SOURCE TEXT →
Start

Skip to main content
 
Home
About UJ
Faculties
News & Events
Library
Research & Innovation
Corporate Services
Alumni
Apply @ UJ
Back Click here to print the page
Universities speak out on Info Bill 
University of Johannesburg's Vice-Chancellor and Chairman of Hesa Prof Ihron Rensburg comments on the Protection of Information Bill.
 
THE Protection of Information Bill was detrimental to the core functioning of higher education, a body representing South African universities said yesterday.

“Access to information is the cornerstone not only to the functioning democracy but it is central to the enterprise of the university,” said Higher Education South Africa (Hesa), which represents 23 public universities led by the vice- chancellors.

“Specifically, because of the negative way it might impact on Sections 32 – access to information – and 16 – freedom of speech – of the Constitution, the proposed Bill is potentially detrimental to the core functioning of higher education.”

The body said without access to information the process of knowledge generation would be hampered, and without freedom of speech, “academic freedoms would be placed in jeopardy”.

Chairman of Hesa Ihron Rensburg said the Bill in its present form did not pass constitutional muster and was not consistent with the principle of academic freedom. “These are valid concerns, because they touch on the heart of the academic endeavour, as well as civil liberty,” he said.

End

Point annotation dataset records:
Start

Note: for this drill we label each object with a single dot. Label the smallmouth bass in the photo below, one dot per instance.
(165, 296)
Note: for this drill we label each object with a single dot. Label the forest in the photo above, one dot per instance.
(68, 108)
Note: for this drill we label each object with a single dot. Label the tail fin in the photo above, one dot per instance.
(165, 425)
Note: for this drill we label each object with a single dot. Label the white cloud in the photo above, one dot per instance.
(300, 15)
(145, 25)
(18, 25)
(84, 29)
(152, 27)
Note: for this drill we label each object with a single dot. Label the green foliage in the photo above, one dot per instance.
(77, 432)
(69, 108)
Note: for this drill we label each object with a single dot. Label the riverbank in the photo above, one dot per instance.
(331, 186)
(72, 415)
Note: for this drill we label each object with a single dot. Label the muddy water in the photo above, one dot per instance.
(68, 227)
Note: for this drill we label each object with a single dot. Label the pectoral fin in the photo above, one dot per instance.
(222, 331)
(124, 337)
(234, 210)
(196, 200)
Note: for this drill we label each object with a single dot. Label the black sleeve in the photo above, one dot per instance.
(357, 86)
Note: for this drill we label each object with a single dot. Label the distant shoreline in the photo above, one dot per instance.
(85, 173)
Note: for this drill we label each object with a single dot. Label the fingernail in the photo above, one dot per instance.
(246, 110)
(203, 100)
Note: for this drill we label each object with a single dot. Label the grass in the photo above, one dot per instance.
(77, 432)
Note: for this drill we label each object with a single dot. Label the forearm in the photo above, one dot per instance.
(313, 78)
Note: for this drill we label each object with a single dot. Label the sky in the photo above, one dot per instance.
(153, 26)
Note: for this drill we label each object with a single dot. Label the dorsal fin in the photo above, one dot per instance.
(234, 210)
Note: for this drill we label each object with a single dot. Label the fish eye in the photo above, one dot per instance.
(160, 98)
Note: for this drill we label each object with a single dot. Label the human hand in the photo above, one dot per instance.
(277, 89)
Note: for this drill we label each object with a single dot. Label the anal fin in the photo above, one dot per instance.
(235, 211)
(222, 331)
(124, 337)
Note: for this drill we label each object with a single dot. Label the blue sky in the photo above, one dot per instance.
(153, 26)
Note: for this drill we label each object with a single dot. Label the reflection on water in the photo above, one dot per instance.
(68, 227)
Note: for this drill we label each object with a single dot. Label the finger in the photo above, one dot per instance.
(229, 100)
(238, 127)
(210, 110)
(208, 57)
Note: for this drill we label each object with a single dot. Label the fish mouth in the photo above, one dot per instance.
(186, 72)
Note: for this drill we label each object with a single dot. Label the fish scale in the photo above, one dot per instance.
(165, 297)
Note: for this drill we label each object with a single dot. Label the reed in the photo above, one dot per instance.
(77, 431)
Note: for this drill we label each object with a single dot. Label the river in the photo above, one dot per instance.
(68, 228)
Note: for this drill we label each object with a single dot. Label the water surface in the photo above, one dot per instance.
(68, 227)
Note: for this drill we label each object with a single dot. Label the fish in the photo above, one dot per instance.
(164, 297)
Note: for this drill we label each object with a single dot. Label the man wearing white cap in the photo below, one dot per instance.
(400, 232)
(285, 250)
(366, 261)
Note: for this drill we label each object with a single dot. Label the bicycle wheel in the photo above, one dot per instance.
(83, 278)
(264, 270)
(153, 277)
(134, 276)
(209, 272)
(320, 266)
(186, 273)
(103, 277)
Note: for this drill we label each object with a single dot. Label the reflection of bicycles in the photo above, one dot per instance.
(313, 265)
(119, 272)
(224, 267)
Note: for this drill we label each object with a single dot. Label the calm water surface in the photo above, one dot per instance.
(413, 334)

End

SHORT PROBLEM 1 → Change "cornerstone" to "foundation" in the part of the Information Bill article that opens with the words containing "THE Protection of Information Bill was" and closes with "the vice- chancellors.", and write out that part.
SHORT PROBLEM 2 →
Using the Information Bill article, answer these:
(a) How many public universities does Hesa represent?
(b) Which two sections of the Constitution does Hesa say the Bill might negatively affect, and what does each cover?
(c) Who is the chairman of Hesa?
SHORT PROBLEM 3 → Pick up the Information Bill article where it stops and continue it.

FINAL RESULT 1 →
THE Protection of Information Bill was detrimental to the core functioning of higher education, a body representing South African universities said yesterday.

“Access to information is the foundation not only to the functioning democracy but it is central to the enterprise of the university,” said Higher Education South Africa (Hesa), which represents 23 public universities led by the vice- chancellors.

FINAL RESULT 2 →
(a) 23.
(b) Section 32, access to information, and Section 16, freedom of speech.
(c) Ihron Rensburg.

FINAL RESULT 3 →
“However, as much as it is the duty of higher education to speak truth to power, it is also necessary for our universities to find solutions to impasses.”

Rensburg said Hesa supported a recent statement by the South African Law Deans’ Association in which it “affirmed its willingness” to work with government by providing legal expertise and comparative analysis of the proposed Bill in order to shape it into a form that “transparently serves the needs of everyone”.

“This is a group of experts with some of the best legal minds in the country, who wish to work collectively towards a nuanced piece of legislation that is acceptable to both government and society.”

The proposed media tribunal would affect not only journalists, but even creative writers, Nadine Gordimer said in an interview on the UK newspaper Guardian’s website yesterday.

Gordimer, SA’s Nobel Prize-winning writer, said creative writers would suffer an insidious attack on their freedoms, because they often relied on material unearthed by journalists . “We, too, are threatened by denial of freedom of the word, which is our form of expression of the lives of the people of South Africa . Our aim is to explore life,” she said.

She added it was “more than an irony” that she was fighting for freedom again. “People died in the freedom struggle, and to think that having gained freedom at such a cost, it is now threatened again.”

Gordimer is one of the prominent writers with South African roots to endorse a statement by the “Right to Know” campaign against the tribunal.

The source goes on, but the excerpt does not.